Text block:

There is a proverb in Chinese: “Concealing truth is like wearing embroidered clothes and traveling by night.” There is beauty in truth, but if one cannot display it in the light of day, who will embrace it? No one sees the beauty of embroidered clothes in the dark of night. My friend Yao has cultivated a beautiful life for his family: a house for his brother and sister and their children, medical equipment for his disabled father and deaf mother, employees for their farm, yet his own life, the volatile subject of annual visits home during the lunar new year, has been concealed for nearly forty years. Both this subject, and the human being at its core, have reached a breaking point: a moment of crisis, a crisis of identity, legacy and truth.


There is a tradition in Yao’s hometown: if a child is unwed and a parent dies, that child must wait four years to marry and have their own children. This custom has been practiced for hundreds of years. The weight of ancient history, and the turbulent history of modern China during which Yao became a man, have created a village that befits the setting of a fable.


At the center of this fable is Yao, an unwed middle-aged man who left the village as an adolescent, having graduated as the top student of his province with a population of 94 million, to attend an elite university in Beijing. Since then, he has started a successful company, built a three-story house for his siblings, supported the higher education of his nieces and nephews, and managed his parents’ finances and treated their illnesses. He returns once a year, now gentrified, as the unspoken hero of the family and the village. He is a fixture of hope, pride and grave disappointment. He does not know how he will continue the family line. As many families in China believe, the survival of their family depends on Yao fulfilling his duties as a son.


“The Silk and The Flame” shares as much with a fable as it does with a documentary based upon facts. Most places in the world do not resemble Yao’s village, but an individual’s struggle with the societal definition of how one should live is a question that everyone asks or is eventually forced to ask. What inspired me to make this film was the desire to explore a profound question that Yao tackles on his visit home and the dramatic retelling of his parent’s love affair during a time of political and cultural upheaval.

Assignment: Reproduce the passage about Yao word for word, starting with "At the center" and going on through "duties as a son.". The records that follow come from a separate source and are unrelated to the passage about Yao.

Source information:
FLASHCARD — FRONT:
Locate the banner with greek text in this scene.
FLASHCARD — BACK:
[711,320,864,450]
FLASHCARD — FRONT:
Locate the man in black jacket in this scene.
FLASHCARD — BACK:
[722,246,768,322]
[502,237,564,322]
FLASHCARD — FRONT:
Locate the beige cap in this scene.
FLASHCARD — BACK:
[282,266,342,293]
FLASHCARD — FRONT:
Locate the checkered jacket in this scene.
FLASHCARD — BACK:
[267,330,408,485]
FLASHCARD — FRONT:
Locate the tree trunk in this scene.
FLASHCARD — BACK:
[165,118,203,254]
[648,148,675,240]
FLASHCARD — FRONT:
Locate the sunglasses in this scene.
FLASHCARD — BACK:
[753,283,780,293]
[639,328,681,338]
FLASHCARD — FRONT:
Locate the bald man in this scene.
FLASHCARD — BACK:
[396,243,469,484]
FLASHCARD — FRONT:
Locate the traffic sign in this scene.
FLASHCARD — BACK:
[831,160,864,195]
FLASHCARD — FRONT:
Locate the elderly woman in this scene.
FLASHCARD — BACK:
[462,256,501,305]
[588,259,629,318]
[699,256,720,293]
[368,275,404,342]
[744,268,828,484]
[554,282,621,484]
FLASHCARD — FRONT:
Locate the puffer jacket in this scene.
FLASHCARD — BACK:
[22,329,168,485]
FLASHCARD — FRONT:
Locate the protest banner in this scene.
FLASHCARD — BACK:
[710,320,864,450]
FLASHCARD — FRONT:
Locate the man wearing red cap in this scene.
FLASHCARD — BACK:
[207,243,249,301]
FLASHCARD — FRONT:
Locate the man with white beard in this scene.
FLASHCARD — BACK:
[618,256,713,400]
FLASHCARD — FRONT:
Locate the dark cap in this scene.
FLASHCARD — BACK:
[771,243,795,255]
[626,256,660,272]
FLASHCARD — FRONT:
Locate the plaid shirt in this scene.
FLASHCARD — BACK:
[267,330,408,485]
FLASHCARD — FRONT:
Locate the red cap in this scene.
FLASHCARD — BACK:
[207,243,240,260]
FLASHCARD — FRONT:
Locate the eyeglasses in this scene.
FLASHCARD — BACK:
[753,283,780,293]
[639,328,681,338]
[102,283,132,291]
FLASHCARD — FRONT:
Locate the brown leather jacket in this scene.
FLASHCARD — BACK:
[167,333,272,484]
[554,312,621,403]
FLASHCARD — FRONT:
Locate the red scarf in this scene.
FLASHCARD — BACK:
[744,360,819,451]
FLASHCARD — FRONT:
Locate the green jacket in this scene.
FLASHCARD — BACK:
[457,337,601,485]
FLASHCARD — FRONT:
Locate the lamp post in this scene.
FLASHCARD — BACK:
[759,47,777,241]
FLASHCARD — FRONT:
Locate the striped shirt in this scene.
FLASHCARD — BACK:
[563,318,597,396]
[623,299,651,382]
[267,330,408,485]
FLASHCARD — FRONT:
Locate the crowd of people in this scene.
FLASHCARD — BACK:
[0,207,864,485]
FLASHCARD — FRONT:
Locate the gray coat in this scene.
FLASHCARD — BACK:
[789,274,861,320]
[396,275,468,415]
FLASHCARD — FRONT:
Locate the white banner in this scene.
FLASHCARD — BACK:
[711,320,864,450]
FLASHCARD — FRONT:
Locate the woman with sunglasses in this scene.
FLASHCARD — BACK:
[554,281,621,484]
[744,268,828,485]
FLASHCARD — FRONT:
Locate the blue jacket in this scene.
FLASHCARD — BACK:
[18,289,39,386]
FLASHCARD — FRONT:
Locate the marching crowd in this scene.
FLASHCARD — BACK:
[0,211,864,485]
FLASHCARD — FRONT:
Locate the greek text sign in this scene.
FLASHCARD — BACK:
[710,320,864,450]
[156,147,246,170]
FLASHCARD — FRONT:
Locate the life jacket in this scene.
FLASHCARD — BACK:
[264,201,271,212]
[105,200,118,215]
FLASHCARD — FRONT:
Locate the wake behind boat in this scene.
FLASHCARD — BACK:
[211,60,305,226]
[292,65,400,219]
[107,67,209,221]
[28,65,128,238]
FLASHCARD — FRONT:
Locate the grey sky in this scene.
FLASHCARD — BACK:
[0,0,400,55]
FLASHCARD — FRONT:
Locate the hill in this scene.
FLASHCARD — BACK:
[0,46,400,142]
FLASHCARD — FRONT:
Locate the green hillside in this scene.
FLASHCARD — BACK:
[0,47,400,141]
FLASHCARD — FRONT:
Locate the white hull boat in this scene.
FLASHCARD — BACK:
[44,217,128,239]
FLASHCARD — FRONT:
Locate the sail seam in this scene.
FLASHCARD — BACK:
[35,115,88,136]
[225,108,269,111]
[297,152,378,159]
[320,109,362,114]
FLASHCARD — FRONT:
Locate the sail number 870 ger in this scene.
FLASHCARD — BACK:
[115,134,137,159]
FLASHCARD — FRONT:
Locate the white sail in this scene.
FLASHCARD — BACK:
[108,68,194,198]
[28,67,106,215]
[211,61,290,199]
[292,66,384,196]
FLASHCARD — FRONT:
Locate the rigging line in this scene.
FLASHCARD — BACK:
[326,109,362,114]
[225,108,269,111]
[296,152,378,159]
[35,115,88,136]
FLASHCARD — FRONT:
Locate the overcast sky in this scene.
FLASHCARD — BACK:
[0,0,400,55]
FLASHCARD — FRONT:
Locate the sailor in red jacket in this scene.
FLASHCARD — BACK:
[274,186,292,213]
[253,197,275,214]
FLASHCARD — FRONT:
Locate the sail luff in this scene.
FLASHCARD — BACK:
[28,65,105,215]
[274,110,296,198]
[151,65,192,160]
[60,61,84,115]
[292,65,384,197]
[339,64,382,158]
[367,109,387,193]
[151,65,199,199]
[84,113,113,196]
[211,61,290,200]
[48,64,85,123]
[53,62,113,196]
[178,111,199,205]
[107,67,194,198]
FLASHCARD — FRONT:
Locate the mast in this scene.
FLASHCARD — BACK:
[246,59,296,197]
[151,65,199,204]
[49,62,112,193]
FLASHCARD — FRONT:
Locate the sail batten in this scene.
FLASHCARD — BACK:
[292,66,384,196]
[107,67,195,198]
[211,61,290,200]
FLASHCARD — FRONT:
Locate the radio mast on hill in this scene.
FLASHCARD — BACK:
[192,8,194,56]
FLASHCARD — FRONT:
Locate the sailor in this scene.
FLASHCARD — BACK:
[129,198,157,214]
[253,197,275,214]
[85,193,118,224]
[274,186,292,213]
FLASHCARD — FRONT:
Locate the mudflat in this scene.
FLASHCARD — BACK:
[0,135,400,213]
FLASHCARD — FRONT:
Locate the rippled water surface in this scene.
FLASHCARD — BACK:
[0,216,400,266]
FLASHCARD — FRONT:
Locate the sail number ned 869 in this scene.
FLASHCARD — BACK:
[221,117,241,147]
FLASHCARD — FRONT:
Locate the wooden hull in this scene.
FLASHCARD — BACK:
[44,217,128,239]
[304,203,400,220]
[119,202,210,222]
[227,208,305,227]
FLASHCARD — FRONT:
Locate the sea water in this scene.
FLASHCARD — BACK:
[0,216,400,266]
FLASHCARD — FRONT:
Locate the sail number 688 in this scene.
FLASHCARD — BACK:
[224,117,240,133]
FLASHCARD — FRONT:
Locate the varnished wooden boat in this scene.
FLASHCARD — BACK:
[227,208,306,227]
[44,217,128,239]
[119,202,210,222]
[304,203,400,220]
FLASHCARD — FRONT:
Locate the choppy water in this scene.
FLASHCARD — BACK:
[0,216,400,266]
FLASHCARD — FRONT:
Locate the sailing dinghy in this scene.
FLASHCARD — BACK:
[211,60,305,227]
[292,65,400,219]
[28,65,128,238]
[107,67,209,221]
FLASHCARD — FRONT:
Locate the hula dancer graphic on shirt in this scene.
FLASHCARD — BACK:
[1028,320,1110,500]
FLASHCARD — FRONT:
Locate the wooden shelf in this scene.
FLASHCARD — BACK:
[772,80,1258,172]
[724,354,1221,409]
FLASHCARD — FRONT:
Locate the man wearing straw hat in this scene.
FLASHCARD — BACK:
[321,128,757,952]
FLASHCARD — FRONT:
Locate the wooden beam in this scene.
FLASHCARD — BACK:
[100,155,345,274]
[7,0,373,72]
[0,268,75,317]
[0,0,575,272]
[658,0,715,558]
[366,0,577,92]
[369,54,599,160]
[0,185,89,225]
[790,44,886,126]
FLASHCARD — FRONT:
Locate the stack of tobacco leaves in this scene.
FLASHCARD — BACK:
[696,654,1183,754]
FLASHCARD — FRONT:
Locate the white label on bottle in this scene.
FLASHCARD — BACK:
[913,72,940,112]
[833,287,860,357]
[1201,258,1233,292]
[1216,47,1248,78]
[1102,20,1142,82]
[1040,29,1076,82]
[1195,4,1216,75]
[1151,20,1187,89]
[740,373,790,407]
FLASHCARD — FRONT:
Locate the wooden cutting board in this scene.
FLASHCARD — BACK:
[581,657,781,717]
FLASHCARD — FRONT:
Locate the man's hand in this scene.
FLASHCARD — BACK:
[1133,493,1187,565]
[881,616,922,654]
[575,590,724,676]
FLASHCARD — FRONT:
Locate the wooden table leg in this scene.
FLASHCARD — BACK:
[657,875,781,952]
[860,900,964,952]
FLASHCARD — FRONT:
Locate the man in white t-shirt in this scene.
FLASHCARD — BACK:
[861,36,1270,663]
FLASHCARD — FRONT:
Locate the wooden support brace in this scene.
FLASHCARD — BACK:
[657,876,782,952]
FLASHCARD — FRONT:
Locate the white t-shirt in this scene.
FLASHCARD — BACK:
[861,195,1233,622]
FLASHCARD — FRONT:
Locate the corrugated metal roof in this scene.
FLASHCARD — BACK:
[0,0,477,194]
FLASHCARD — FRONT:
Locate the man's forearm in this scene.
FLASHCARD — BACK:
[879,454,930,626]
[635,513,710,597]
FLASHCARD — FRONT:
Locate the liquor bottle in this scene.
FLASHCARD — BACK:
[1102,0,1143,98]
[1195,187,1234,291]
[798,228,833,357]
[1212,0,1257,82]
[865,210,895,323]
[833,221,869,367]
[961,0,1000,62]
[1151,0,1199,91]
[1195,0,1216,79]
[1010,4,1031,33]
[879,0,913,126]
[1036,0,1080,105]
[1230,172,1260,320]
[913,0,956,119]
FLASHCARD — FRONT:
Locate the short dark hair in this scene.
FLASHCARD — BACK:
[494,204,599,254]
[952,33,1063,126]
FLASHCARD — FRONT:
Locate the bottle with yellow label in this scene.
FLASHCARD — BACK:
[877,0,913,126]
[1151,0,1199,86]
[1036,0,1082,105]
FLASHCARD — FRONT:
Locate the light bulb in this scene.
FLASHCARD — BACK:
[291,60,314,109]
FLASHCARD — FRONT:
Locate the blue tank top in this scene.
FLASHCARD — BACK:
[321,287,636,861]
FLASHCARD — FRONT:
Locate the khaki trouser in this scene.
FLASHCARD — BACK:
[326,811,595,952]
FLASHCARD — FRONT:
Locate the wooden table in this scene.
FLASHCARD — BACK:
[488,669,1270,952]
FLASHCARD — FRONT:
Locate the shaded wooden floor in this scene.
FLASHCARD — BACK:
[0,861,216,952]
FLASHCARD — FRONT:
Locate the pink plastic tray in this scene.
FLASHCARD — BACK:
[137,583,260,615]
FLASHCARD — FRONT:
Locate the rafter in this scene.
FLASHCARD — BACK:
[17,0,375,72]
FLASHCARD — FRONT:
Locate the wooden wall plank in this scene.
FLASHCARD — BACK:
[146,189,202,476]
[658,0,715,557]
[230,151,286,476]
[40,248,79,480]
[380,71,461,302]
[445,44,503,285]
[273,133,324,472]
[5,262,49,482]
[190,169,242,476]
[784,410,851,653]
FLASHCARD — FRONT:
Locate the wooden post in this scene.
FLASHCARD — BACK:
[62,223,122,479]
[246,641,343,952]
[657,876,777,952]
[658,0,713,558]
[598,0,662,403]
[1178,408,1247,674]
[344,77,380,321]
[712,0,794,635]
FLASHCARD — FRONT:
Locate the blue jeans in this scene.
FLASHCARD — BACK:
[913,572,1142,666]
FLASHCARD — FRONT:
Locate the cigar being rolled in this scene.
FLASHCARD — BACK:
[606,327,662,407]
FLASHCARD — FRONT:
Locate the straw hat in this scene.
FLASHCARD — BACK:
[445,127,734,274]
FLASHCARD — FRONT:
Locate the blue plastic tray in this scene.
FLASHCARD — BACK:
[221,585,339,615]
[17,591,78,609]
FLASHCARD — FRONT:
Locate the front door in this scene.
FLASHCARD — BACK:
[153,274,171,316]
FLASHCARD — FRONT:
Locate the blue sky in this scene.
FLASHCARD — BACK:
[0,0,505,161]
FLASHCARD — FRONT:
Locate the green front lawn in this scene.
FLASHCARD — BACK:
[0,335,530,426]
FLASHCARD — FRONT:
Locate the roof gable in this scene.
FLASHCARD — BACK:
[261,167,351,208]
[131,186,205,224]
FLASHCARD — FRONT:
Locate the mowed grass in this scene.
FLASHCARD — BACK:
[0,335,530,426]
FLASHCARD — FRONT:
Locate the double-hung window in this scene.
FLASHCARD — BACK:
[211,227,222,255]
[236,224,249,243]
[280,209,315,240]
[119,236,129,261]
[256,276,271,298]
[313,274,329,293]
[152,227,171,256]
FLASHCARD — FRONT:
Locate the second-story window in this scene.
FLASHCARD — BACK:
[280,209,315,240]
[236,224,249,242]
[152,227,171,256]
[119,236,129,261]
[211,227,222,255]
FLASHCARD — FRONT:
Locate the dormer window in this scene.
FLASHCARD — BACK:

Response to the task:
At the center of this fable is Yao, an unwed middle-aged man who left the village as an adolescent, having graduated as the top student of his province with a population of 94 million, to attend an elite university in Beijing. Since then, he has started a successful company, built a three-story house for his siblings, supported the higher education of his nieces and nephews, and managed his parents’ finances and treated their illnesses. He returns once a year, now gentrified, as the unspoken hero of the family and the village. He is a fixture of hope, pride and grave disappointment. He does not know how he will continue the family line. As many families in China believe, the survival of their family depends on Yao fulfilling his duties as a son.